▶ [EXCERTO DA PÁGINA]
========

Não se pode pôr a questão nesses termos. Quando esta nova geração foi embarcando, encontrou uma empresa muito bem alicerçada tecnológica e financeiramente, apoiada por uma equipa de trabalho com uma excecional cultura perfeccionista em termos produtivos. O trabalho mais difícil e arrojado já tinha sido preparado pelo nosso pai e avô.

O vosso pai continua no activo?

Aos 69 anos ele continua ligado à parte produtiva. É a grande mais valia e referência da Sorema, e um privilégio para nós podermos continuar a contar com o seu apoio, com uma liderança que se impõe pelo seu conhecimento, fruto de uma vida ligada a este sector.

Ao longo destes 44 anos, o caminho não tem sido sempre em linha reta…

Começou logo atribulado quando, dois meses antes do 25 de Abril, a empresa foi criada com o objectivo de fornecer indústria automóvel. Só que alarmados com a instabilidade pós Revolução, os potenciais clientes deslocalizaram a produção, Os tapetes para casa de banho foram a alternativa, pois utilizavam uma tecnologia similar à dos revestimentos para carros.

Quando é que deixaram de ser monoproduto?

A primeira diversificação foi nos anos 80, o meu pai entendeu ser imprescindível iniciar alguma complementaridade de produto e iniciou uma confecção de cortinas para banho.

Nessa altura viviam só do mercado doméstico?

Embora existisse já alguma exportação para a Europa, designadamente Espanha, Alemanha e Noruega, o essencial das vendas concentrava-se em Portugal. O início da aposta nas exportações só veio mais tarde nos anos 90.

========

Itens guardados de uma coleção
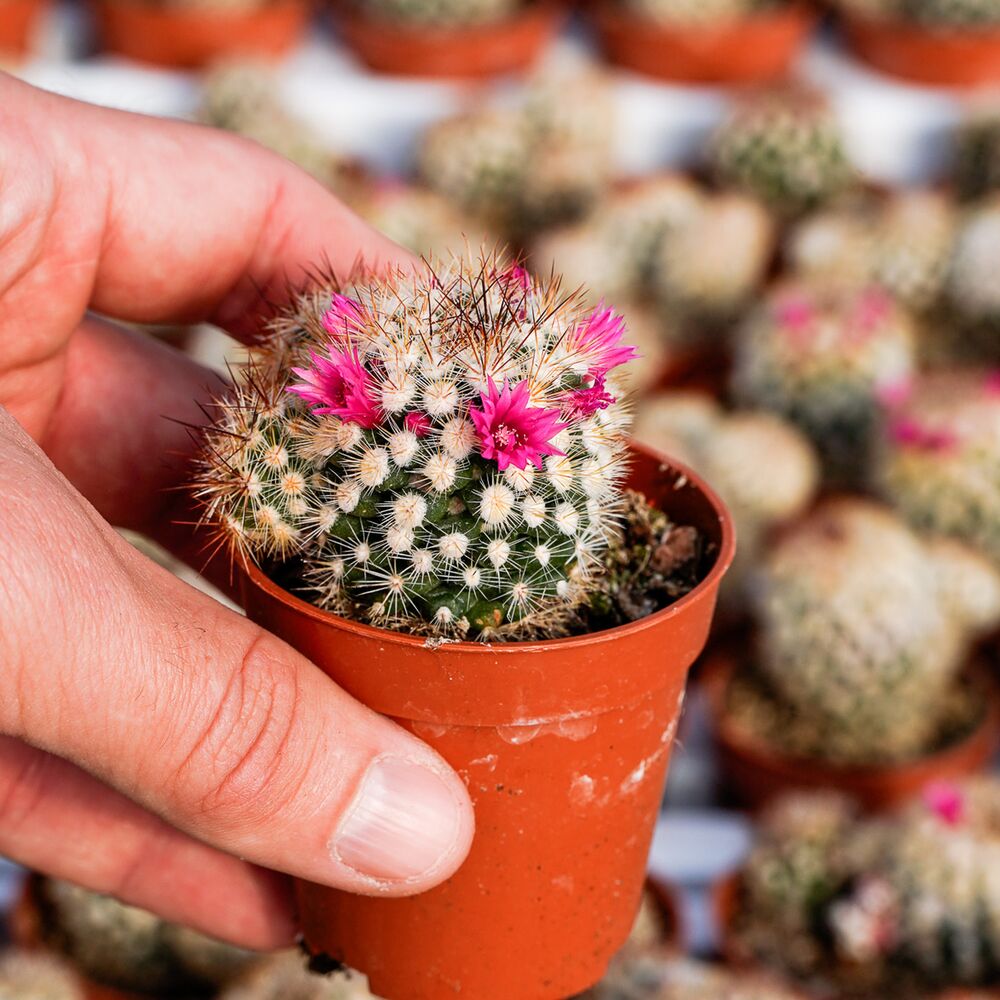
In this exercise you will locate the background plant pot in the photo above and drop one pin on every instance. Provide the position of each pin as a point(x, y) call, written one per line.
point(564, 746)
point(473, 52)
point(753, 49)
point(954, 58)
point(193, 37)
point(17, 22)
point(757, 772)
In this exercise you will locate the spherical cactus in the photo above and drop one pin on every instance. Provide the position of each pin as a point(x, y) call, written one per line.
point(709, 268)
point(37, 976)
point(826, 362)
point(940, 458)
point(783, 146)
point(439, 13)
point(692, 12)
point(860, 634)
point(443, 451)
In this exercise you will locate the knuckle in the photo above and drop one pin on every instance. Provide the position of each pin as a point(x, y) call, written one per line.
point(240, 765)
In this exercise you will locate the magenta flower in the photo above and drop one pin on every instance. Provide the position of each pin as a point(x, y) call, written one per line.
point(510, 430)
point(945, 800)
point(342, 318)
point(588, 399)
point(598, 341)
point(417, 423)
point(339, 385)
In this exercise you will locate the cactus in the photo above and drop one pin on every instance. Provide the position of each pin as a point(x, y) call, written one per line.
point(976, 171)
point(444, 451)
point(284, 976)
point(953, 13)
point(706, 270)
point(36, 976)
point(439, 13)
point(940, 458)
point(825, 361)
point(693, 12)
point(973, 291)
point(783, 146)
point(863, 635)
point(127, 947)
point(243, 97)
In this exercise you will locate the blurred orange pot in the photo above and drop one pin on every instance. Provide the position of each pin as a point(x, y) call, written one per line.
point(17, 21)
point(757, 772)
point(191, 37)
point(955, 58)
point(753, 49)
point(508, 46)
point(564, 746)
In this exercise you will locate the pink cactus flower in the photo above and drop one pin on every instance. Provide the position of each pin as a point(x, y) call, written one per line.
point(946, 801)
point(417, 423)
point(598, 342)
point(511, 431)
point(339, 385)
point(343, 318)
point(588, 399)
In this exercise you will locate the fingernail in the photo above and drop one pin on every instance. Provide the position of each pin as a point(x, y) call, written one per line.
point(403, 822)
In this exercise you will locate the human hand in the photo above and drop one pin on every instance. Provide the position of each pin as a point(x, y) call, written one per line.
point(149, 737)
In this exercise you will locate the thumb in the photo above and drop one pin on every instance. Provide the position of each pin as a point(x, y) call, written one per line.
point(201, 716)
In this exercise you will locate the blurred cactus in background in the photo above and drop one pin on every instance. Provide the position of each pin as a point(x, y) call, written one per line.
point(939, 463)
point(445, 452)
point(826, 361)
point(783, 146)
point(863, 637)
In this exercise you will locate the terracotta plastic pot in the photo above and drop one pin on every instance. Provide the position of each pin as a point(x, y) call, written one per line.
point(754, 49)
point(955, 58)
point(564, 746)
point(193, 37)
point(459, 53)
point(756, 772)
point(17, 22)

========

▶ [OBJETIVO 1]
Segundo o excerto sobre a Sorema, com que objetivo foi criada a empresa?
▶ [OBJETIVO 2]
Traduza para inglês a frase do excerto sobre a Sorema "A primeira diversificação foi nos anos 80, o meu pai entendeu ser imprescindível iniciar alguma complementaridade de produto e iniciou uma confecção de cortinas para banho."
▶ [OBJETIVO 3]
Enumere todos os países mencionados no excerto sobre a Sorema.

▶ [RESULTADO 1]
A empresa foi criada para fornecer a indústria automóvel.

▶ [RESULTADO 2]
The first diversification came in the 1980s; my father considered it essential to begin some product complementarity and started making shower curtains.

▶ [RESULTADO 3]
Espanha, Alemanha, Noruega, Portugal